Where does the string "white" occur in the entries below? Copy every line where it does.

Segment Start: DATA UNDER STUDY

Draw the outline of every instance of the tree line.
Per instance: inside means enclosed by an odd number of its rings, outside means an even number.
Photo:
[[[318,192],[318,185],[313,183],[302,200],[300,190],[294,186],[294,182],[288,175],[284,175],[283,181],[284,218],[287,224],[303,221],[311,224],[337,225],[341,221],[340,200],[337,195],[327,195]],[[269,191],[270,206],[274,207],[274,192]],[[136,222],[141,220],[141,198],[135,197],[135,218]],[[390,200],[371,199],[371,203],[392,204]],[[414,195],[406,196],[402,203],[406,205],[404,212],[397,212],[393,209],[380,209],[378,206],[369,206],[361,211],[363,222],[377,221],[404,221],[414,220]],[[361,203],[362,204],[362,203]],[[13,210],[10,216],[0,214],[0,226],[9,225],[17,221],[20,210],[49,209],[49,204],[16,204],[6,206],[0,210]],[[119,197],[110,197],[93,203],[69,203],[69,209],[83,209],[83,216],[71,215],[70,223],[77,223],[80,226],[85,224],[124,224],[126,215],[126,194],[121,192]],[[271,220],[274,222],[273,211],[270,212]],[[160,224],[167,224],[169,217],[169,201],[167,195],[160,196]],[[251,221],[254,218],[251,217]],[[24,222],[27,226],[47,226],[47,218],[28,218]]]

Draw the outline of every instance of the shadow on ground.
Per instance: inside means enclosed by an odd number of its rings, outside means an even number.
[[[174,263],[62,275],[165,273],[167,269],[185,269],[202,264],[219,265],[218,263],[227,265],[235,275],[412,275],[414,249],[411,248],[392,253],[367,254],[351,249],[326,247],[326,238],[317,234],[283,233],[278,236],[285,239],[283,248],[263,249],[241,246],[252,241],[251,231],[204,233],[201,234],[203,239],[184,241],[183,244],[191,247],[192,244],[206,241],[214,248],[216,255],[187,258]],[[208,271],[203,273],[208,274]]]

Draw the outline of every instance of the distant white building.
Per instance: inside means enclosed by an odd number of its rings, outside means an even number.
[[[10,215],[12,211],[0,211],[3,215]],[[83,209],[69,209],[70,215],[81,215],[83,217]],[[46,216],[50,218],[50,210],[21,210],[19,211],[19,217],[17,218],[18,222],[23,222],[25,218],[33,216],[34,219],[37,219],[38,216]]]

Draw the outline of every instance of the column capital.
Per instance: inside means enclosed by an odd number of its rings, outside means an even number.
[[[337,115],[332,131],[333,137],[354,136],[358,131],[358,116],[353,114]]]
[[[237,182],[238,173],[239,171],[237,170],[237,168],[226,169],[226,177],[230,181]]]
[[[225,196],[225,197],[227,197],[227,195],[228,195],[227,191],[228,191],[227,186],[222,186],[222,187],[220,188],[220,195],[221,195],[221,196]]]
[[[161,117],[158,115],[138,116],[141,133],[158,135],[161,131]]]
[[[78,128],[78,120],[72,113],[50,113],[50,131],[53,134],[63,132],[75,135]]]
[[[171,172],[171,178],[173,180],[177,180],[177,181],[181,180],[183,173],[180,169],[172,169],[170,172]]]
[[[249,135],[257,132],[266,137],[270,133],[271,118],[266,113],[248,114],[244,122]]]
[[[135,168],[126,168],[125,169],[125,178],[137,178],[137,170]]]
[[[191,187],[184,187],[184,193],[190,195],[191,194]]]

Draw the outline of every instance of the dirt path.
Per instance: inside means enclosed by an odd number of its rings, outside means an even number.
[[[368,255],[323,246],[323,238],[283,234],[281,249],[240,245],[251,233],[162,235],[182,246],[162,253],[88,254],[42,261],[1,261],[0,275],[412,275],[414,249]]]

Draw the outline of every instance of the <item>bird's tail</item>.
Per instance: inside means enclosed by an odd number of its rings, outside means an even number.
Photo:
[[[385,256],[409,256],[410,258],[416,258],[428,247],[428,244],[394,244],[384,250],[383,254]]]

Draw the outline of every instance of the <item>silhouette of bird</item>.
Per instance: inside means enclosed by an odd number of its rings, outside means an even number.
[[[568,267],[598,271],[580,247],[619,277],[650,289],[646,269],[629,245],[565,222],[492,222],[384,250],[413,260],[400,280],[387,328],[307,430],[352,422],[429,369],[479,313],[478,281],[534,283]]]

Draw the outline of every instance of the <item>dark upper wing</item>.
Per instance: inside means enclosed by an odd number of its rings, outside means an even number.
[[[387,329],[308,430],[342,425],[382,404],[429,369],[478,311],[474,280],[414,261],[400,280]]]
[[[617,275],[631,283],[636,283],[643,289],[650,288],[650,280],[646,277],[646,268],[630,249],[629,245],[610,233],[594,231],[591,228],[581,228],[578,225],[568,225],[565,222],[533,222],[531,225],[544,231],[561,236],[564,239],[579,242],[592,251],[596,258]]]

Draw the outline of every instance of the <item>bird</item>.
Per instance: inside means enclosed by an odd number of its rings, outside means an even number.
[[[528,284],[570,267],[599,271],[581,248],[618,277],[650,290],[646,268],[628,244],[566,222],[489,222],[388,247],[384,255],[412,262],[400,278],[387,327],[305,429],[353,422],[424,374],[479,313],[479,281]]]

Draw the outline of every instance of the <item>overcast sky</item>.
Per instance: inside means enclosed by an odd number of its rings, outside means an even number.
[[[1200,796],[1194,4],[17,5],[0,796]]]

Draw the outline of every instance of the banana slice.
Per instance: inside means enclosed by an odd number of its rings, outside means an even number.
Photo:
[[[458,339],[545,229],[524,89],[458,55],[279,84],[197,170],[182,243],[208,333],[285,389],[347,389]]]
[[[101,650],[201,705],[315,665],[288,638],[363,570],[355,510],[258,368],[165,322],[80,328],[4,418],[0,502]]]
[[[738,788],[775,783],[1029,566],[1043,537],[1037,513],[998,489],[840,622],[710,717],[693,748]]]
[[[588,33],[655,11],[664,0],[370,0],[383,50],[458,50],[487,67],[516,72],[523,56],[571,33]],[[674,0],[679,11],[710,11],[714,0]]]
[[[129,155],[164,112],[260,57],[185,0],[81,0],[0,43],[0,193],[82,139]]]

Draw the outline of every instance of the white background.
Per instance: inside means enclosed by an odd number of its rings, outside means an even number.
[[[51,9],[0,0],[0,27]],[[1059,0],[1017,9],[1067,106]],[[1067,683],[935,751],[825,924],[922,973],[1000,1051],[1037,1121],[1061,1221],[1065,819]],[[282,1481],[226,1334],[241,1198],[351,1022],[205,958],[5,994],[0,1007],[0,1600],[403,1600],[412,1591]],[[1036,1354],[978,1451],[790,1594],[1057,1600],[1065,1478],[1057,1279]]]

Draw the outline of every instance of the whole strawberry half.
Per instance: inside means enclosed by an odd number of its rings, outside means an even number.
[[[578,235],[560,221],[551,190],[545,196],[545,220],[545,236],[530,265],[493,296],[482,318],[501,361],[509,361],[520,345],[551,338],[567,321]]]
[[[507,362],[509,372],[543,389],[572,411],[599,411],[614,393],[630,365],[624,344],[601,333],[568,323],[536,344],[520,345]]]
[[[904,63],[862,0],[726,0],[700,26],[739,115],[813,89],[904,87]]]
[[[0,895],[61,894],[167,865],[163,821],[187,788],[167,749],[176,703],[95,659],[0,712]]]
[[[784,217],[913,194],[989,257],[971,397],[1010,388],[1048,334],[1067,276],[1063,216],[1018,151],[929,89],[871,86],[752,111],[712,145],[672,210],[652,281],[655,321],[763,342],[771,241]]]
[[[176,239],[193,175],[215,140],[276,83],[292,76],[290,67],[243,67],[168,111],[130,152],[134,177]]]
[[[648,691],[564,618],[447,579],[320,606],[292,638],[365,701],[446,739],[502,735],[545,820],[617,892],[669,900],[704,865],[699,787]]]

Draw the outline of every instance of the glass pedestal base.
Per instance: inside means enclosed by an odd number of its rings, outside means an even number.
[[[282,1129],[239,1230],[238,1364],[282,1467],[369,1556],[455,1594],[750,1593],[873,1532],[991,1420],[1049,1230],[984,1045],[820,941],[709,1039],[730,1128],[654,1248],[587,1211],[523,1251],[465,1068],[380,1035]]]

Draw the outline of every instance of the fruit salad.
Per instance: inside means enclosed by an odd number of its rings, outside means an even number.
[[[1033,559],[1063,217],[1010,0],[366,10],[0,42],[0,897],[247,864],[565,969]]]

Segment End: DATA UNDER STUDY

## EXERCISE OUTPUT:
Draw the outline of every instance of the distant white building.
Draw the outline of every instance of the white background.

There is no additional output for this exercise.